### The task
Emit a verbatim copy of the lines running from the line with "[locate] blurred green" through the end of the material below.

[A block of data]
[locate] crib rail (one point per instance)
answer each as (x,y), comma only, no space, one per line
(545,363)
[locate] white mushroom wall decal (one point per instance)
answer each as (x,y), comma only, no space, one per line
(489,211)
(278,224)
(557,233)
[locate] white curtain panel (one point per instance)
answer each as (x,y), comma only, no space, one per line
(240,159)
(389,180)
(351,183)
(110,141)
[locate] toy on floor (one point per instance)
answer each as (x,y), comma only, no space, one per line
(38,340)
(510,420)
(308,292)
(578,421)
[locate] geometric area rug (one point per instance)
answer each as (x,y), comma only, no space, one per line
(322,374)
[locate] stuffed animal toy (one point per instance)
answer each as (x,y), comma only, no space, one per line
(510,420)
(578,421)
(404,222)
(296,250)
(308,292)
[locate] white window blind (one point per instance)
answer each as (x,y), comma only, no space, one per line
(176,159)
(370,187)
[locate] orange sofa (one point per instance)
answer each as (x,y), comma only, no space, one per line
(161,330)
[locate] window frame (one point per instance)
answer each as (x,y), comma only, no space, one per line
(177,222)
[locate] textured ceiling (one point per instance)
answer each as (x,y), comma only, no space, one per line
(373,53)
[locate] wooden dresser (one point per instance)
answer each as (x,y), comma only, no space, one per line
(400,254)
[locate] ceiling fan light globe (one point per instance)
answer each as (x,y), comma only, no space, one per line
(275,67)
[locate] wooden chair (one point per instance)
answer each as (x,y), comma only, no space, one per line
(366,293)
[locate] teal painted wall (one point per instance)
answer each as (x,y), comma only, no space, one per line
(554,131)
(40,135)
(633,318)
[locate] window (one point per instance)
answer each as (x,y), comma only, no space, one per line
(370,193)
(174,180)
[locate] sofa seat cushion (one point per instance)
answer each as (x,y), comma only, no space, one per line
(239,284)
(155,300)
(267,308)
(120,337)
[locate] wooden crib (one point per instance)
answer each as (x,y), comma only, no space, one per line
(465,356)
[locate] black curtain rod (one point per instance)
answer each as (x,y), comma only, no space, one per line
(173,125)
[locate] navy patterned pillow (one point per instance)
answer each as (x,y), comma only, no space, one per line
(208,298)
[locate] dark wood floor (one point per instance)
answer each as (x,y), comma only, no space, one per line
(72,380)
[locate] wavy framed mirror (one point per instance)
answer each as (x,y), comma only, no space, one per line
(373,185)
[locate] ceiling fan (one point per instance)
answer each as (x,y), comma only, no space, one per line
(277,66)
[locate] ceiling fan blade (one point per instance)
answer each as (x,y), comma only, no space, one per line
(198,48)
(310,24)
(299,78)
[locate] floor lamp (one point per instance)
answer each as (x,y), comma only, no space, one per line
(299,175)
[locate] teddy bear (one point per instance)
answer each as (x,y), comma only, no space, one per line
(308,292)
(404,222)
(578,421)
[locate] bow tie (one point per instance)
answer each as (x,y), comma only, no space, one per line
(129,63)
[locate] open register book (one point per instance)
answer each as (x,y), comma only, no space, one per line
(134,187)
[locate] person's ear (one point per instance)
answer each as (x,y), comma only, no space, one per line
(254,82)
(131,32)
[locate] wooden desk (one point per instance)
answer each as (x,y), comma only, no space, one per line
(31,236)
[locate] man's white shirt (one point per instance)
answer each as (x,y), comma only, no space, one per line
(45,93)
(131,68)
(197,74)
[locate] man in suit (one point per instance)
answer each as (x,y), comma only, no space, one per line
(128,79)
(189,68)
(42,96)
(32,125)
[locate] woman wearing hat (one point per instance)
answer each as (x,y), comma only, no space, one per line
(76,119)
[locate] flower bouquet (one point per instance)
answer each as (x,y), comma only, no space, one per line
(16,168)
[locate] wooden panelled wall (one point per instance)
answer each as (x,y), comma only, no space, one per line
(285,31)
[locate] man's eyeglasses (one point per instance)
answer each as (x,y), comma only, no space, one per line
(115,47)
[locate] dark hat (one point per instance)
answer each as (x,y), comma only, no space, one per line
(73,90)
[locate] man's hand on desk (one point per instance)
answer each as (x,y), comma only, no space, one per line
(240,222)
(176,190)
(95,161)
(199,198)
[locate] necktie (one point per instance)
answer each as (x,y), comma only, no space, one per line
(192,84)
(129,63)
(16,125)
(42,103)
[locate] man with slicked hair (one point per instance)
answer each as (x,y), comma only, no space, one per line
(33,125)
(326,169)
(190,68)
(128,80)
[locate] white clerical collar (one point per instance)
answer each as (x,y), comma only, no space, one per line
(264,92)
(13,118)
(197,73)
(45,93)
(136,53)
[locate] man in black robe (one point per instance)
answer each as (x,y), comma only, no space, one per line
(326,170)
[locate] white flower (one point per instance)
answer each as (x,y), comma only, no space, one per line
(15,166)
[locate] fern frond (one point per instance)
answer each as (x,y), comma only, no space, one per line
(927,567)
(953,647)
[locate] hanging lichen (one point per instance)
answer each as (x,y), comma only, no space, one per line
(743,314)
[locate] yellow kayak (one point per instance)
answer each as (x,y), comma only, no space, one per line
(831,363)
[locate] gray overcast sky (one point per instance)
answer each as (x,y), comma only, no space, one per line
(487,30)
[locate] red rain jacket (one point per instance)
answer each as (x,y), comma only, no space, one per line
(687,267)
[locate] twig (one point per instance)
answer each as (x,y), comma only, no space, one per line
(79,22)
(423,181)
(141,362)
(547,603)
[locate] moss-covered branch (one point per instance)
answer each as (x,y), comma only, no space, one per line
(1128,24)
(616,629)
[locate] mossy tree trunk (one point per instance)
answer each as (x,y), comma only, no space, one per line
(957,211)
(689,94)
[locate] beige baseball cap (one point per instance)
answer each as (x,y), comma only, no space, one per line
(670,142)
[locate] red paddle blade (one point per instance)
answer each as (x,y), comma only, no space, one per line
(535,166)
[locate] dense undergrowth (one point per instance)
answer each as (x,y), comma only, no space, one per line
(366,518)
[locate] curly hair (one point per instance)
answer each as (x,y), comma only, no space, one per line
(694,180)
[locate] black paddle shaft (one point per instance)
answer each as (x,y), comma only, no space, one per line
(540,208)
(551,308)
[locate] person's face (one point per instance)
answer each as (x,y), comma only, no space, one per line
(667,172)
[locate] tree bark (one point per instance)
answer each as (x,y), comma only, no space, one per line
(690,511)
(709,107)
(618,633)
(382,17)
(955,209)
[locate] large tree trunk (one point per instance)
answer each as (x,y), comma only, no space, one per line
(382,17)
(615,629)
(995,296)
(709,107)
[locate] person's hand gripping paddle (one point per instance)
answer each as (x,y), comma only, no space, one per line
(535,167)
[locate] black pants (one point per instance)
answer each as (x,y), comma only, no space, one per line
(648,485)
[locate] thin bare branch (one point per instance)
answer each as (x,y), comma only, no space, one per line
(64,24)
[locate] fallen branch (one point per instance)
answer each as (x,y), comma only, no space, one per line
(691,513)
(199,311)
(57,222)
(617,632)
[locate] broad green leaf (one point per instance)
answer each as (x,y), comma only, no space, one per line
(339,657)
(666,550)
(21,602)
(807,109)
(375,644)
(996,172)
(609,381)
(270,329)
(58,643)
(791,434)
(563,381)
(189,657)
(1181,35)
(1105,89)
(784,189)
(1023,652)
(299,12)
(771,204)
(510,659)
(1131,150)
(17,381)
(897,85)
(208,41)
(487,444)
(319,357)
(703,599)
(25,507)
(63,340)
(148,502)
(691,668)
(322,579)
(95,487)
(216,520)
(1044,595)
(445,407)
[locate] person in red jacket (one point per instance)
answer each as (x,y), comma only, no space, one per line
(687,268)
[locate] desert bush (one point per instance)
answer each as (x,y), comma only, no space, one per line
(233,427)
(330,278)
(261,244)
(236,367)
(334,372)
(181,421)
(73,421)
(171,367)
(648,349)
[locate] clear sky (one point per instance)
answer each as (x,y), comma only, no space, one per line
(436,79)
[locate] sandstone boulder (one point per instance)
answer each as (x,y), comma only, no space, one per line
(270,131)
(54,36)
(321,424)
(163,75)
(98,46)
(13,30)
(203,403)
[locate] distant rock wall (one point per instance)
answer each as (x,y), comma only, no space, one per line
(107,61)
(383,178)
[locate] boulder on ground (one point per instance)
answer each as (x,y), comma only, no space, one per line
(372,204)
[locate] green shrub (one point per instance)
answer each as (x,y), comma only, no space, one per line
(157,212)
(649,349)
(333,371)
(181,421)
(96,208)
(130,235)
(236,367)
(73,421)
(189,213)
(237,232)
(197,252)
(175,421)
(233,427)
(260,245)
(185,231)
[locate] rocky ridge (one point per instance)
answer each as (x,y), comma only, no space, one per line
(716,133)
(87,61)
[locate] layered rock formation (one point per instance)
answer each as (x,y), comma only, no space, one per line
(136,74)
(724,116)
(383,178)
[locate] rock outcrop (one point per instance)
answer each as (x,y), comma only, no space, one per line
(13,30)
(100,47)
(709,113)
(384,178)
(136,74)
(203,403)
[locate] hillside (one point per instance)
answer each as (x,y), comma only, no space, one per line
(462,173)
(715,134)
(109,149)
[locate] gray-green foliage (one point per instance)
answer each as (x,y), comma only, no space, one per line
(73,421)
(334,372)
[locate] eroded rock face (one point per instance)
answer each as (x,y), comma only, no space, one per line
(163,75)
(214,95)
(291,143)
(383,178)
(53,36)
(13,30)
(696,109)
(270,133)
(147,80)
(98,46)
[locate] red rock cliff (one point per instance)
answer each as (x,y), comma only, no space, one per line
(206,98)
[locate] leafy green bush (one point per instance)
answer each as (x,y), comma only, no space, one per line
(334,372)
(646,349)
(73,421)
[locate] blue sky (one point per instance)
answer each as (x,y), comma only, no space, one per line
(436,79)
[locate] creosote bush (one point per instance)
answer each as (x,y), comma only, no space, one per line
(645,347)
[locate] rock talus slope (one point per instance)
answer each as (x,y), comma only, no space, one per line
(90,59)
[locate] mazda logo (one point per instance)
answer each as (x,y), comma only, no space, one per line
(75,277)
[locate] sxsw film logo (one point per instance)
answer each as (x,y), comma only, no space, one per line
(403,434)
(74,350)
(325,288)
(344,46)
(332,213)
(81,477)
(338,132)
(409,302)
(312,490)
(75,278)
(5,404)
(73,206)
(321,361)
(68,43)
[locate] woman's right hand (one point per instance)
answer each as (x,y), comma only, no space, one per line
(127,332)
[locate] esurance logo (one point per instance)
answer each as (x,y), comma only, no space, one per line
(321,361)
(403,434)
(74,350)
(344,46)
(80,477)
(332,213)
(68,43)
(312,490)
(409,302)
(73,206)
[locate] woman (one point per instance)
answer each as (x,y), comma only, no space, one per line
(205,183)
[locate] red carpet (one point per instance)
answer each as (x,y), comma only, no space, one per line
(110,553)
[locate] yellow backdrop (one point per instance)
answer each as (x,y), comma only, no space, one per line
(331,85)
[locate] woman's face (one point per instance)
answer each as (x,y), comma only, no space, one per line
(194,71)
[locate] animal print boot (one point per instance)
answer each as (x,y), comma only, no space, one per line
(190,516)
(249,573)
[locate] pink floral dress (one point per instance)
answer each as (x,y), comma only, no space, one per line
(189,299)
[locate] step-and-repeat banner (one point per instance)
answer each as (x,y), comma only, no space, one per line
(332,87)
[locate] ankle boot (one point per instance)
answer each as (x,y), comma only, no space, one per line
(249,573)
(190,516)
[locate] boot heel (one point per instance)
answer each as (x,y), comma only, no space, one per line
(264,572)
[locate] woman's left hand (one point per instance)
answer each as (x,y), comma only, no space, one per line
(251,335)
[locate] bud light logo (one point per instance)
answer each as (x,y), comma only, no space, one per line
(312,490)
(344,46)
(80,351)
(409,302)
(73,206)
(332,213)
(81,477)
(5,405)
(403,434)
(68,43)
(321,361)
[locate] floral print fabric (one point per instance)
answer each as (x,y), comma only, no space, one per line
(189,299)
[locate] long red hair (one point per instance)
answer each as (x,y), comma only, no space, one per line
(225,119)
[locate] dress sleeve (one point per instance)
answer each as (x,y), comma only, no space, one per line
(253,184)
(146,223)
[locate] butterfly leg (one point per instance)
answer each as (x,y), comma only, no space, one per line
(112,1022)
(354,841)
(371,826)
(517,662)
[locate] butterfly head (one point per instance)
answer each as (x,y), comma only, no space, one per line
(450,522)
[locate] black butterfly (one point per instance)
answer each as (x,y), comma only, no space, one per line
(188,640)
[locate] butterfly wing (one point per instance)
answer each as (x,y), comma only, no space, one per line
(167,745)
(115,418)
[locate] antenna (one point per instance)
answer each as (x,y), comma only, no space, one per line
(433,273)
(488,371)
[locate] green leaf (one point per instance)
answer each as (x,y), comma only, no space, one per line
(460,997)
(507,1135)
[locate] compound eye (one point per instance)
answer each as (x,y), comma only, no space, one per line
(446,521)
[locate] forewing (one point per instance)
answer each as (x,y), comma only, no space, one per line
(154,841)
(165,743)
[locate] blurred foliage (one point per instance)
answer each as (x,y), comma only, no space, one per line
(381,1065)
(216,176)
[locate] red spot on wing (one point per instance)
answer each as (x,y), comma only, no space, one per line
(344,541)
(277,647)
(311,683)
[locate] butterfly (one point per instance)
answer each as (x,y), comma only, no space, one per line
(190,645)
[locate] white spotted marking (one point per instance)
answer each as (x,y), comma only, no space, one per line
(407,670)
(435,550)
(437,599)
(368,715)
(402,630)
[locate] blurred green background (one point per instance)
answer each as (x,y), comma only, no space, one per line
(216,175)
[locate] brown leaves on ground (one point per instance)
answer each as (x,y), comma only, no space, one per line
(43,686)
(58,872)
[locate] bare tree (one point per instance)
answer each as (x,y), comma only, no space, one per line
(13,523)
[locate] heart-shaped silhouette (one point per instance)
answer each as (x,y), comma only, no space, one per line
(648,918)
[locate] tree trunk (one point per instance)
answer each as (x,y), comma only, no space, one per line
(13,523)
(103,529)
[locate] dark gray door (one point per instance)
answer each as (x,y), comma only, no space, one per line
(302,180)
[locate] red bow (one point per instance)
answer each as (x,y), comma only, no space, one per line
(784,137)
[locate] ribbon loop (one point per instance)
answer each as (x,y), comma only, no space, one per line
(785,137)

### Exercise solution
[locate] blurred green background (one point per instance)
answer each as (x,y), comma only, no space, one per line
(216,175)
[locate] brown leaves on ground (one point per instance)
answer each as (x,y), comma only, no space, one per line
(43,686)
(58,872)
[locate] bare tree (one point per instance)
answer each as (x,y), comma only, no space, one per line
(13,523)
[locate] heart-shaped silhouette (one point per instance)
answer each as (x,y), comma only, no space, one per line
(648,918)
[locate] tree trunk (one point per instance)
answer each as (x,y), comma only, no space, one per line
(13,523)
(103,529)
[locate] dark gray door (one point per instance)
answer each as (x,y), comma only, no space, one per line
(302,180)
[locate] red bow (one point per instance)
answer each as (x,y), comma only, no space, one per line
(784,137)
[locate] ribbon loop (one point per instance)
answer each as (x,y), comma only, no space, one per line
(785,137)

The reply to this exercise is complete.